* **GIVEN PROBLEM**
Reproduce all of the material with each "Query" renamed to "Target" and every other part left as it is. Omit the pictures from your answer.

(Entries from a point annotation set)
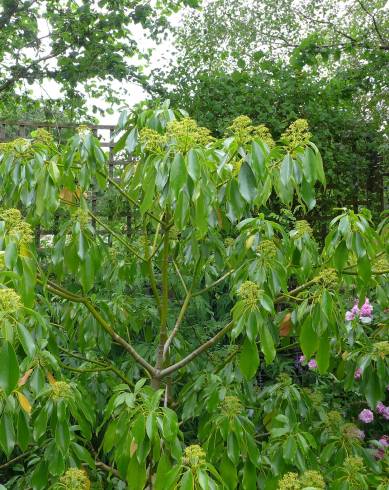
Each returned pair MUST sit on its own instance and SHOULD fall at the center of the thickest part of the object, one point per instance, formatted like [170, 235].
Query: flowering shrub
[187, 338]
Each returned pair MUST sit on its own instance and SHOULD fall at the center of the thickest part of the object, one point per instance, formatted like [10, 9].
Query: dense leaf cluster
[208, 346]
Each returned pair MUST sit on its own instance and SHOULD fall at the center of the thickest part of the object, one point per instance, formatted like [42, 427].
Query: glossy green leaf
[9, 368]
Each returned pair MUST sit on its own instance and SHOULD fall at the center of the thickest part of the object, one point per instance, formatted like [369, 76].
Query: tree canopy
[78, 45]
[164, 355]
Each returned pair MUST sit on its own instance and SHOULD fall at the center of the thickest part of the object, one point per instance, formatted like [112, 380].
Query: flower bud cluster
[185, 134]
[15, 225]
[152, 140]
[61, 389]
[10, 301]
[250, 293]
[75, 479]
[243, 129]
[267, 249]
[381, 348]
[354, 464]
[310, 478]
[351, 431]
[296, 135]
[41, 135]
[302, 228]
[194, 456]
[81, 216]
[328, 278]
[231, 406]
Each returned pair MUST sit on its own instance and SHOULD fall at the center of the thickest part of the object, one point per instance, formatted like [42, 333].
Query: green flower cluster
[250, 293]
[297, 135]
[243, 129]
[354, 464]
[229, 242]
[41, 135]
[231, 406]
[81, 216]
[20, 147]
[151, 140]
[312, 478]
[75, 479]
[61, 389]
[328, 278]
[290, 481]
[309, 479]
[334, 419]
[267, 249]
[194, 456]
[302, 228]
[83, 129]
[315, 396]
[381, 348]
[381, 264]
[10, 301]
[15, 226]
[186, 134]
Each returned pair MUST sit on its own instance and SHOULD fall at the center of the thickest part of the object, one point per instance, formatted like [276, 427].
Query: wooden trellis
[10, 130]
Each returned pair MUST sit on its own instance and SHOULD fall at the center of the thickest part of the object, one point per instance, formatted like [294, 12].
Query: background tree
[83, 45]
[168, 358]
[324, 61]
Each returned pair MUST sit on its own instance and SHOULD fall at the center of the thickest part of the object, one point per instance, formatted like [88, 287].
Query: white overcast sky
[50, 89]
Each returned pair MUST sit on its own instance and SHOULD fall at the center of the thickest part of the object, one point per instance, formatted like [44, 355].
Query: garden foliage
[211, 344]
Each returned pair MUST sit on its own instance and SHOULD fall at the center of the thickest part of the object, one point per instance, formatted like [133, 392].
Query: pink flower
[312, 364]
[384, 440]
[366, 416]
[386, 413]
[355, 309]
[349, 316]
[366, 309]
[379, 454]
[380, 408]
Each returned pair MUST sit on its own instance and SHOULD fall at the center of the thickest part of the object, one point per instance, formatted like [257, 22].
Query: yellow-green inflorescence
[381, 348]
[83, 129]
[243, 129]
[61, 389]
[81, 216]
[301, 228]
[309, 479]
[381, 265]
[151, 140]
[328, 278]
[75, 479]
[250, 293]
[185, 134]
[10, 301]
[231, 406]
[351, 431]
[194, 456]
[267, 249]
[16, 226]
[312, 478]
[290, 481]
[41, 135]
[19, 147]
[297, 135]
[353, 464]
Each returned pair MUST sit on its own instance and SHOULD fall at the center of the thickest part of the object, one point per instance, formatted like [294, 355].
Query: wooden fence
[61, 131]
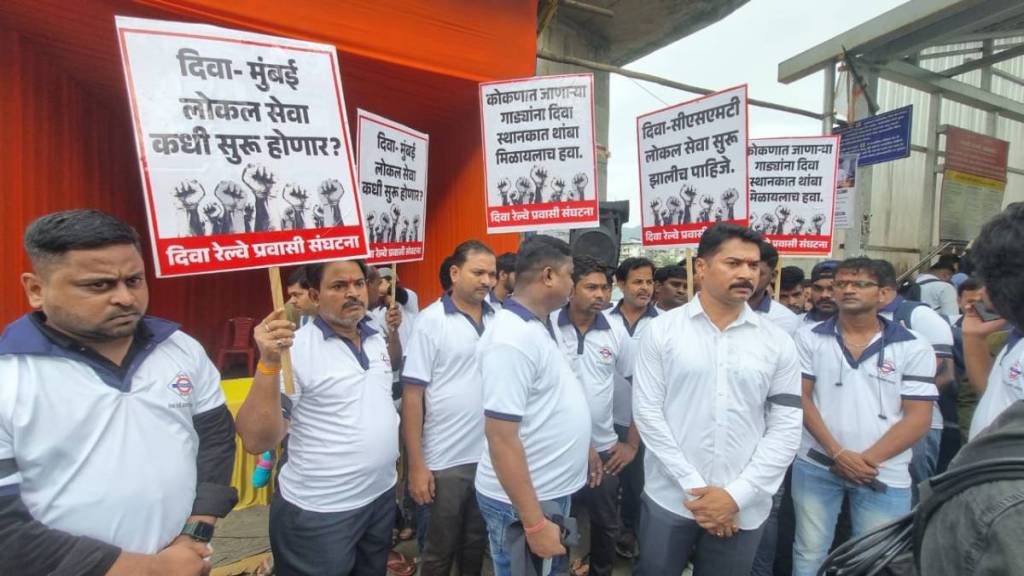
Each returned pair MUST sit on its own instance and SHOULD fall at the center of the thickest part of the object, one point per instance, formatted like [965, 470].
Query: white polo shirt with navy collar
[936, 331]
[343, 435]
[527, 379]
[98, 454]
[860, 400]
[779, 315]
[598, 356]
[441, 357]
[717, 408]
[623, 409]
[1006, 384]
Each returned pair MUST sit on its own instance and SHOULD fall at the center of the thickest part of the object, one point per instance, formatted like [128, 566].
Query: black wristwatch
[199, 531]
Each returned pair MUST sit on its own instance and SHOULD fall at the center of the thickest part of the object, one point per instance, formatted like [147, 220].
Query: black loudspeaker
[602, 242]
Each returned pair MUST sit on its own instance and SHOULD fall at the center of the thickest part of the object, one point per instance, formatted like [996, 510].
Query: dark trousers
[631, 482]
[352, 542]
[668, 542]
[456, 533]
[600, 502]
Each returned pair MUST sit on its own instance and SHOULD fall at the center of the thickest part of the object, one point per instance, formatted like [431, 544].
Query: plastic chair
[237, 339]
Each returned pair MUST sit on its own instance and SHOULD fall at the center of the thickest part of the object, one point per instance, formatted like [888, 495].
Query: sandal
[580, 566]
[398, 565]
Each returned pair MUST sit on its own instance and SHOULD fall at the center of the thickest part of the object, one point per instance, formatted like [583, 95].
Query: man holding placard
[334, 509]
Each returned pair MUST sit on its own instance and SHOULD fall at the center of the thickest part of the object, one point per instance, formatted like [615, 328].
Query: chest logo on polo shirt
[181, 384]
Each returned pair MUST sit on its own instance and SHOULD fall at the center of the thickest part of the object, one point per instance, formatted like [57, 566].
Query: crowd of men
[743, 430]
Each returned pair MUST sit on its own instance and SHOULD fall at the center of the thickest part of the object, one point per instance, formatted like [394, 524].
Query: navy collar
[366, 330]
[893, 305]
[1015, 336]
[765, 304]
[817, 316]
[600, 322]
[516, 307]
[31, 335]
[452, 309]
[892, 332]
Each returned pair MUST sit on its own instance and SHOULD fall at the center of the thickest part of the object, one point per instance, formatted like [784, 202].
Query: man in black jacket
[116, 446]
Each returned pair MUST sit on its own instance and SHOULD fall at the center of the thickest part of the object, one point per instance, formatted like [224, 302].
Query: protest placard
[693, 168]
[243, 148]
[540, 163]
[793, 193]
[393, 188]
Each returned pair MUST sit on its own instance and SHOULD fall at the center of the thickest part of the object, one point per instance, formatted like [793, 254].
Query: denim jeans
[817, 497]
[926, 458]
[499, 516]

* **OUTPUT OF THE TASK**
Each returned pair MUST sit on its own instance and SHOULD fall at the center of the thickest part of the object, one point per instance, formatted like [170, 235].
Target: flowering shrub
[187, 338]
Each returned pair MUST sit on its own instance and SHOULD fall at the center of the thickest part of the object, one point per instance, formatted like [10, 9].
Target: dense leaf cluster
[208, 346]
Each returned pair MUST sit on its own instance and SHOULD fall at the center of the thickest part of the object, one point per instance, formatted like [42, 427].
Target: glossy green leaf
[9, 368]
Each returned pair MUST sit on its own instance and SHOULD fall at the center of the thickest part of the object, one point per instance, formatted like [369, 76].
Target: tree canopy
[78, 45]
[164, 355]
Each returned pair MUST sit on its own instance and SHOULD fall at the center of the thickest part of the object, one point per instance, formatted like [112, 380].
Target: flower bud cluster
[185, 134]
[15, 225]
[152, 140]
[61, 389]
[10, 301]
[250, 293]
[75, 479]
[243, 129]
[267, 249]
[381, 348]
[354, 464]
[310, 478]
[351, 431]
[296, 135]
[41, 135]
[302, 228]
[194, 456]
[81, 216]
[328, 278]
[231, 406]
Each returned pair MUST sit on its own instance and SHOULD fall at the center of the thickest part of the object, one point per instance, formatted like [42, 333].
Target: green flower cluster
[250, 293]
[297, 135]
[243, 129]
[354, 464]
[229, 242]
[41, 135]
[231, 406]
[81, 216]
[20, 147]
[151, 140]
[312, 478]
[75, 479]
[61, 389]
[328, 278]
[290, 481]
[309, 479]
[334, 419]
[267, 249]
[194, 456]
[302, 228]
[83, 129]
[315, 396]
[381, 348]
[381, 264]
[10, 301]
[15, 226]
[186, 134]
Each returned pair MUST sit on its own instance and SHOULD fall at the center of the thickest part of the object, one point per instance, formatted like [276, 427].
Target: wooden trellis
[10, 130]
Each returned pair MUST sit on its own instance and SHOULD fall at the center of the thickest part of the object, one point per instance, formatted like [294, 12].
Target: background tree
[83, 45]
[168, 358]
[324, 61]
Each returned pair MUST sit on its own instance and SHOULD fall at the center of the thickest part of the object, one point per instance, formatted like [88, 287].
Target: white overcast sky
[50, 89]
Each returned pair MUST sit on its own instance and SHOULD fall at the center of the thickest part of the object, one point per instance, formatted like [44, 355].
Target: garden foliage
[211, 344]
Each returned pair MUST sit on its own instance and SHOULD fall at the center of the thickest part of the object, one point per instance, formatted like [133, 392].
Target: pink flower
[312, 364]
[384, 440]
[366, 416]
[386, 413]
[355, 309]
[349, 316]
[366, 309]
[379, 454]
[380, 408]
Each returned pair MUST sit on its own instance and SHOULD fall at the center of the thickest part of the object, one point per instance, formatted like [257, 22].
Target: yellow-green inflorescence
[381, 348]
[83, 129]
[243, 129]
[61, 389]
[81, 216]
[301, 228]
[309, 479]
[381, 265]
[151, 140]
[328, 278]
[75, 479]
[250, 293]
[185, 134]
[10, 301]
[231, 406]
[351, 431]
[194, 456]
[267, 249]
[16, 226]
[312, 478]
[290, 481]
[41, 135]
[19, 147]
[297, 135]
[353, 464]
Each returned pair MUST sit on its own instance and SHOULD fall at the center of the thickest part of the object, one point per instance, formatted like [294, 355].
Target: wooden fence
[61, 131]
Each returned pair MUST sit on its own instance and SHOULD fall at the center of the thickest part of the object, one point per instance, formatted like [965, 470].
Target: white polo shirt with navy collar
[936, 331]
[343, 435]
[527, 379]
[98, 454]
[860, 400]
[779, 315]
[598, 356]
[441, 357]
[717, 408]
[623, 409]
[1006, 384]
Each returned pair MUST sit on its own instance and SHOULD fall at the center of the thickest part of the object, one point per instance, formatted like [128, 566].
Target: black wristwatch
[199, 531]
Each returned pair MUST sit on its own instance and SHOULD fall at the center of the thickest part of the object, one point per instance, formatted like [147, 220].
Target: black loudspeaker
[602, 242]
Each returned pair MUST sit on its own instance and SHOULD fall at the center of the thickest part of the object, one point per instance, formatted like [996, 510].
Target: dark trousers
[631, 482]
[352, 542]
[668, 542]
[456, 533]
[600, 502]
Each returned pair MUST sit on its own instance and SHOULD fall at the center of the thickest part of the object, one point per instance, formatted like [431, 544].
Target: plastic chair
[237, 339]
Each returned pair MUST sit on its own instance and SHOULD fall at the center of the thickest part of the object, one point per instance, formatted like [888, 495].
Target: sandal
[580, 566]
[398, 565]
Each returned pair MUST sit on its own instance and SHOULD fall at the center of the thickest part of the object, one point per instance, formatted like [583, 95].
Target: man holding placard
[334, 509]
Each returned pair MUST sit on its own instance and SHOULD fall at the center of the thickest part of the object, one point per instance, formatted like [615, 328].
Target: chest logo on polo shirt
[181, 384]
Each returned pair MUST sit on its own instance and SHOULD fall at the center of the thickest part of the object, one point per instance, formatted like [57, 566].
Target: crowd of men
[743, 430]
Each returned pair MUST sit on its own instance and SHOULD fall at the center of the thickest part of the object, one point per instance, formatted like [394, 524].
Target: navy collar
[366, 330]
[893, 305]
[1015, 336]
[765, 304]
[817, 316]
[600, 322]
[516, 307]
[31, 335]
[452, 309]
[892, 332]
Each returned pair MUST sit on its own instance and SHOULD fall at the center of the thickest part of the object, one point per instance, formatted like [784, 202].
Target: man in black jacket
[116, 446]
Each returned pair MUST sit on its own instance and SHOULD fall at the center of the thickest part of the object, one point per instance, formatted like [224, 302].
Target: protest placard
[693, 168]
[243, 148]
[540, 163]
[793, 193]
[393, 188]
Each returned pair MUST sit on its own instance and SHOULD fall at the center of the thickest part of the object, one point per instance, formatted like [793, 254].
Target: denim jeans
[817, 497]
[926, 458]
[499, 516]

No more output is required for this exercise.